[Stored data entries]

——————————

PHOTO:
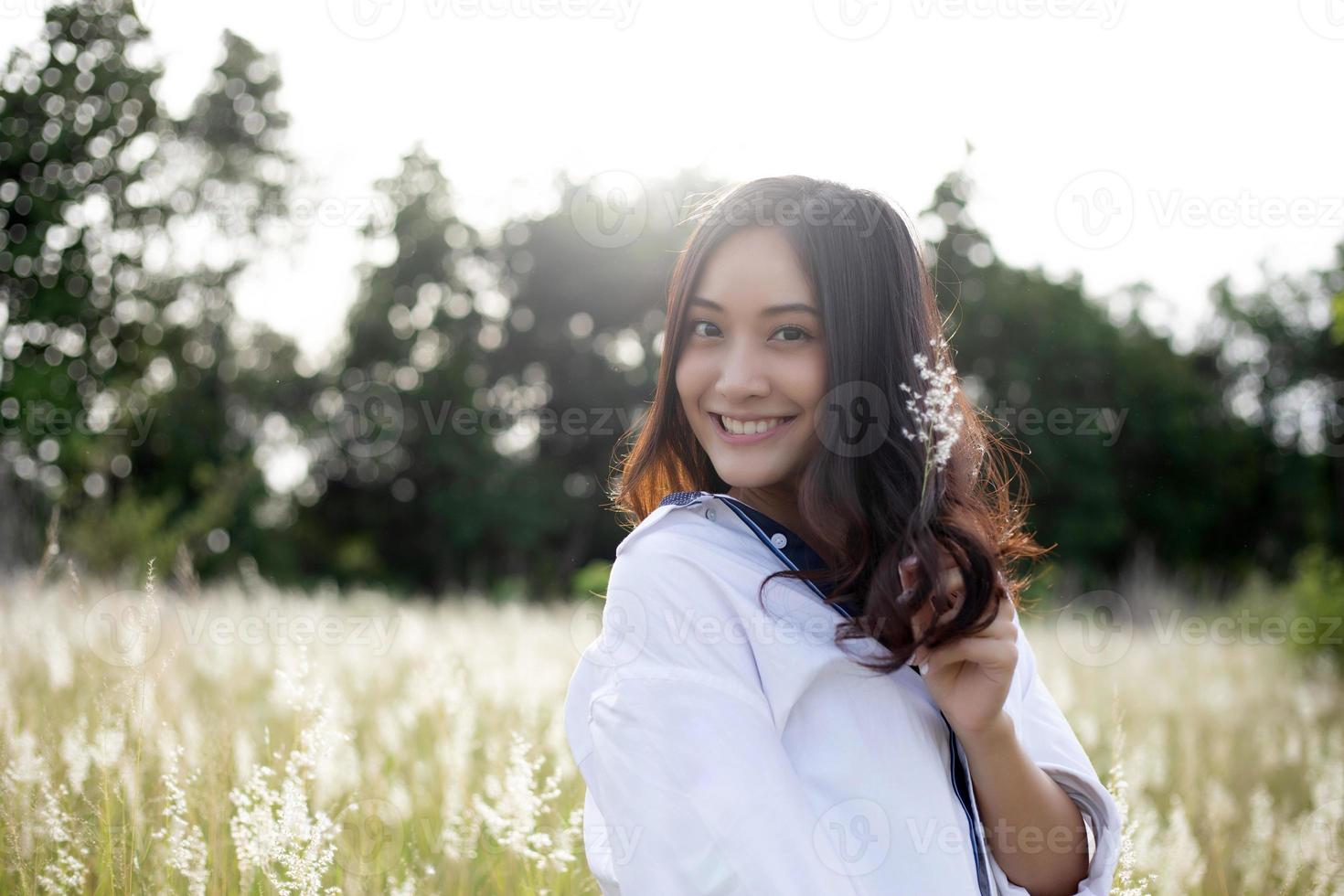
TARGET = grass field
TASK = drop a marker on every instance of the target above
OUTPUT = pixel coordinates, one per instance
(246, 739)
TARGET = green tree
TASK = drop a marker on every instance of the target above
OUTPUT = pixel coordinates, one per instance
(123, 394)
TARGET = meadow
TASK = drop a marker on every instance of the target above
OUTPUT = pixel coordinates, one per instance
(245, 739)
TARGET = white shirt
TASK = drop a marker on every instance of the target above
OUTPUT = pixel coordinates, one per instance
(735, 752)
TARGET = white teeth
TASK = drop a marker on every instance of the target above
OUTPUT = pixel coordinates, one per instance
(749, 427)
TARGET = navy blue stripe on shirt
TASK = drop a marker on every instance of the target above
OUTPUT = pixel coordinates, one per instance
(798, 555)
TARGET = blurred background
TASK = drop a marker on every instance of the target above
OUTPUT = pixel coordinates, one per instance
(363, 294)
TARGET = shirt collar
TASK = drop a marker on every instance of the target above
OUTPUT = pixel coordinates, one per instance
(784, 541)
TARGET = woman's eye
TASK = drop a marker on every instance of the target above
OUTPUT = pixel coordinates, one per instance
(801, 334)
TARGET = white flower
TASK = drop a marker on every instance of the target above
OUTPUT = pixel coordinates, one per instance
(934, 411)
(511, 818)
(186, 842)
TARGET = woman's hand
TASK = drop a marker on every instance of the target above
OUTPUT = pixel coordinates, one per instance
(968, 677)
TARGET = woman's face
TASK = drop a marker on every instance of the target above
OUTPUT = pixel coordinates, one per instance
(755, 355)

——————————

What is being asked
Please print every one of the lines above word for word, leaving out the pictures.

Correct response
PHOTO:
TARGET = grass field
TASK = drop a marker on every instance of the target above
OUTPUT = pixel coordinates, one per instance
(246, 739)
TARGET = green tree
TASK = drop a marker on every instance of the target above
OUTPUT = pixel coordinates, one per instance
(123, 394)
TARGET = meadow
TASK = drop a marker on every instance of the target above
OUTPUT = pixel coordinates, one per instance
(245, 739)
TARGET = white shirt
TASK = drop a marker on every instance of the target above
OUTPUT = pixel coordinates, one per instance
(735, 752)
TARGET = white teeth
TASK = drop a marker on every instance of the target above
OUTPUT = pixel coordinates, one per instance
(749, 427)
TARGET = navy blue stripe on shirt
TASK = drop a marker on every instance of the target above
OUTPUT = pixel coordinates, one per instance
(798, 555)
TARGET = blurred background
TASK = drop a marker on every instance of the target above
OUTPUT = pixel coordinates, one per instance
(363, 294)
TARGET = shirt collar
TASK = drop a marker on every instance of the target above
OUTPUT = pixel coordinates, one per instance
(784, 541)
TARGET = woman's eye
TASK = drop a marker on every instance of the target above
OUTPUT = pixel coordinates, one per instance
(801, 334)
TARGET = white flower
TASK = drop a marker on every instance of the target above
OUTPUT = pixel coordinates, one per instance
(934, 411)
(511, 818)
(186, 842)
TARGET = woman's hand
TASK = drop a marker on every instance of the target above
OUTPUT = pixel coordinates, one per instance
(968, 677)
TARGET = woman's face
TASK = drop a marker on every instance of the target above
OUTPUT = pixel coordinates, one per instance
(755, 355)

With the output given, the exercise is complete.